Exercise objective:
Reproduce every one of the rows below word for word, changing nothing.

Task input:
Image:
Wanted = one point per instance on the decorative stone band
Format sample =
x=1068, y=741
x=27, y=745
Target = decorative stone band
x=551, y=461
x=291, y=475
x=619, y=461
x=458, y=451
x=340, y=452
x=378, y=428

Result of this task:
Image:
Wanted = one point per instance on the decorative stone band
Format sample =
x=1068, y=741
x=27, y=745
Target = decorative stone band
x=551, y=461
x=291, y=475
x=619, y=461
x=458, y=451
x=340, y=452
x=378, y=428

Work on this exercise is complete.